◆ **WRITTEN REQUEST A**
According to the passage about Sharjah Safari, how large an area does the park cover?

◆ **SELECTED PASSAGE**
[start]
Sharjah Safari is the world’s largest safari park outside of Africa and it has been an honour to play a small part in the educational development of this amazing Park which has just celebrated a year of operation.
Initial plans for the safari park were put into action around 8 years ago. I first heard about it a couple of years later and after putting forward thoughts on education and staff training in 2018-19, I became directly involved in 2021 and have just been out to Sharjah again for a couple of weeks to help review education work so far and encourage continued development.
The park is part of the vision of HH Sheikh Dr Sultan bin Mohammad Al Qasimi, ruler of Sharjah, who wants to protect the different environments of the Emirate, raise awareness and engage people in their local environment, culture and history of links with Africa. The design and construction was a huge undertaking overseen via the ruler’s office, the Environment and Protected and Areas Authority [EPAA], a team of ex pat staff, many of whom had been working with EPAA already and the expertise of zoo design consultancy company Maguari-One .
I have visited safari style zoos in Europe, USA, Asia and Australia and been to Africa (many countries) and led a safari in East Africa so my expectations for this development were flavoured by this. Sharjah Safari is the closest to a ‘real safari’ that I have seen and is truly a great achievement for all involved. Covering 8 sq km it is truly massive and divided into different habitat/geographic zones. The 100,000+ trees (many acacia) and landscape make it a realistic representation. The high standards of animal care and presentation of animals is also very natural and only in a few areas do you see fencing etc.
[end]
◆ **WRITTEN REQUEST B**
Show every line of the entries below that contains the word "Output", copying each line in full. Case counts.

◆ **INPUT**
[start]
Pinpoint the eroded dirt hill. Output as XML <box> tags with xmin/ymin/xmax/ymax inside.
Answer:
[end]
[start]
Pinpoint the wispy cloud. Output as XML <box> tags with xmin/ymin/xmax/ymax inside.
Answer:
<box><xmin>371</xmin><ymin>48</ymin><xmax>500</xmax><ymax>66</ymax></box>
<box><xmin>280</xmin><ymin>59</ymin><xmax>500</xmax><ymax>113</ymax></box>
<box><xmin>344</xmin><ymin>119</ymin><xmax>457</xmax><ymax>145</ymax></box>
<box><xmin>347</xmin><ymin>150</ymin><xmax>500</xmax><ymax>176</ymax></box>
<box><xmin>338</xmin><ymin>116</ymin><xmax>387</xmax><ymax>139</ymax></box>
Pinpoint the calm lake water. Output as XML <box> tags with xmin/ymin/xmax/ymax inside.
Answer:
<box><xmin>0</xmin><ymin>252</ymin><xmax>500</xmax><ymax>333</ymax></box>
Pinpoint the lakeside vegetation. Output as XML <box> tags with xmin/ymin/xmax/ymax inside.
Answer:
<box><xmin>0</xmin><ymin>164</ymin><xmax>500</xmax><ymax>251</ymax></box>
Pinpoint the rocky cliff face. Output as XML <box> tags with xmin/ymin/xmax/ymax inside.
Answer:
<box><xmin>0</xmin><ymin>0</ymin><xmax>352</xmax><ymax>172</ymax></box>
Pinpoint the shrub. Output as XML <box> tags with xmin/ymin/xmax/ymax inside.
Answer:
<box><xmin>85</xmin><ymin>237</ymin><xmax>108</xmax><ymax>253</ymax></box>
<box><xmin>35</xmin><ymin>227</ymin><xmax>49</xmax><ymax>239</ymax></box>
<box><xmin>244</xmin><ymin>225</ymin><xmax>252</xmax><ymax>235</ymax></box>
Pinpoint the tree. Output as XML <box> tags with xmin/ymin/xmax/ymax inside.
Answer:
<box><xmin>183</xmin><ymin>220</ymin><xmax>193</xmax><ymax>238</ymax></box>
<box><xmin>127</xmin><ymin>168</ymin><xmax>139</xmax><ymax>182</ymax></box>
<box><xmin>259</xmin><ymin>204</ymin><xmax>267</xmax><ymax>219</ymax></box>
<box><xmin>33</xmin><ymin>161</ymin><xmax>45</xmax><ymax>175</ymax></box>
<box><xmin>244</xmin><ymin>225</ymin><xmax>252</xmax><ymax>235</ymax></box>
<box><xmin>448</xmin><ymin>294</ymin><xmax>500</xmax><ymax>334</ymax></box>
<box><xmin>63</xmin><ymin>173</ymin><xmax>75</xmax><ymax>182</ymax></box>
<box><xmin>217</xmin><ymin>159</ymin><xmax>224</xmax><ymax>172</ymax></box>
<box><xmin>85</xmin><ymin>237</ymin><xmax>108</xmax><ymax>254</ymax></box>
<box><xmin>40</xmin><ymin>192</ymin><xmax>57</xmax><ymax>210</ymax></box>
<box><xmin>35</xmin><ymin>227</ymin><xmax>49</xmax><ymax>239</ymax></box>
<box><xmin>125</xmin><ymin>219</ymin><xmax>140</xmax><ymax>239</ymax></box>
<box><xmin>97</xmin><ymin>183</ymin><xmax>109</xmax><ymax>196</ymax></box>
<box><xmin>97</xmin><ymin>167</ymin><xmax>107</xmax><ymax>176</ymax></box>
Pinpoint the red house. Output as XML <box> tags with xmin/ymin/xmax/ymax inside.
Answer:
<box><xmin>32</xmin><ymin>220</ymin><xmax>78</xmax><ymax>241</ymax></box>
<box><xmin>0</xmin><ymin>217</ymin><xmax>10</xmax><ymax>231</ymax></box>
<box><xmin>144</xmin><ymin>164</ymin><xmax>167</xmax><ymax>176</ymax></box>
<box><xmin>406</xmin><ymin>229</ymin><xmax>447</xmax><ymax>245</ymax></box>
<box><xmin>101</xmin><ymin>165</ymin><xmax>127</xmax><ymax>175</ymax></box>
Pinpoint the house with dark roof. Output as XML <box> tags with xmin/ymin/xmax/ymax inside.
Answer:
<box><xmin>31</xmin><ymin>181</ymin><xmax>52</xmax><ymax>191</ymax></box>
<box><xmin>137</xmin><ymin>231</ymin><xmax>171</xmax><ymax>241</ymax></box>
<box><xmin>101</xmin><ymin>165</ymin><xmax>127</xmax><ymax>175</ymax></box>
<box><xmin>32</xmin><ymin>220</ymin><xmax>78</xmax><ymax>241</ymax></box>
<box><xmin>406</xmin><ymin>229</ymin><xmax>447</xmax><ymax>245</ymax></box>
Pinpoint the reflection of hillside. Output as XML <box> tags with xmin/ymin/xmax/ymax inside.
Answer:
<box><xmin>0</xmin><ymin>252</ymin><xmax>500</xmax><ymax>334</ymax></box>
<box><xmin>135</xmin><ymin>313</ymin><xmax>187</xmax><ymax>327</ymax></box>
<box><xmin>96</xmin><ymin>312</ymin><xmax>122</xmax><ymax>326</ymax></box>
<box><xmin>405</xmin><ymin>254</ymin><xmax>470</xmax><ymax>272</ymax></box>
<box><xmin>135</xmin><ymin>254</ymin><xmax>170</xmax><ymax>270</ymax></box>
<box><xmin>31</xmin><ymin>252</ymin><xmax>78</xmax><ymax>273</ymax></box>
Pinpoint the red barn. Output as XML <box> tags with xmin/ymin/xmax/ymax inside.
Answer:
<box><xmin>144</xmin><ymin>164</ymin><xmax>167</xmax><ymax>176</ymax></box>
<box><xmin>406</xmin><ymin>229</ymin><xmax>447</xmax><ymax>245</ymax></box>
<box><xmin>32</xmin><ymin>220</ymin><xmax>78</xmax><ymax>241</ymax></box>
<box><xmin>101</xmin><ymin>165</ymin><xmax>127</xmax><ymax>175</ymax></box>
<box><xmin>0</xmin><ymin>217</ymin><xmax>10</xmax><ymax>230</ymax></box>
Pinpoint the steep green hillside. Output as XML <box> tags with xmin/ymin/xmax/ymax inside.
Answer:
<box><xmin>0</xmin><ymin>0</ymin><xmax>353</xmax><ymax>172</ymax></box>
[end]
◆ **WRITTEN RESPONSE A**
It covers 8 square kilometers.

◆ **WRITTEN RESPONSE B**
Pinpoint the eroded dirt hill. Output as XML <box> tags with xmin/ymin/xmax/ymax inside.
Pinpoint the wispy cloud. Output as XML <box> tags with xmin/ymin/xmax/ymax inside.
Pinpoint the calm lake water. Output as XML <box> tags with xmin/ymin/xmax/ymax inside.
Pinpoint the lakeside vegetation. Output as XML <box> tags with xmin/ymin/xmax/ymax inside.
Pinpoint the rocky cliff face. Output as XML <box> tags with xmin/ymin/xmax/ymax inside.
Pinpoint the shrub. Output as XML <box> tags with xmin/ymin/xmax/ymax inside.
Pinpoint the tree. Output as XML <box> tags with xmin/ymin/xmax/ymax inside.
Pinpoint the red house. Output as XML <box> tags with xmin/ymin/xmax/ymax inside.
Pinpoint the house with dark roof. Output as XML <box> tags with xmin/ymin/xmax/ymax inside.
Pinpoint the reflection of hillside. Output as XML <box> tags with xmin/ymin/xmax/ymax inside.
Pinpoint the red barn. Output as XML <box> tags with xmin/ymin/xmax/ymax inside.
Pinpoint the steep green hillside. Output as XML <box> tags with xmin/ymin/xmax/ymax inside.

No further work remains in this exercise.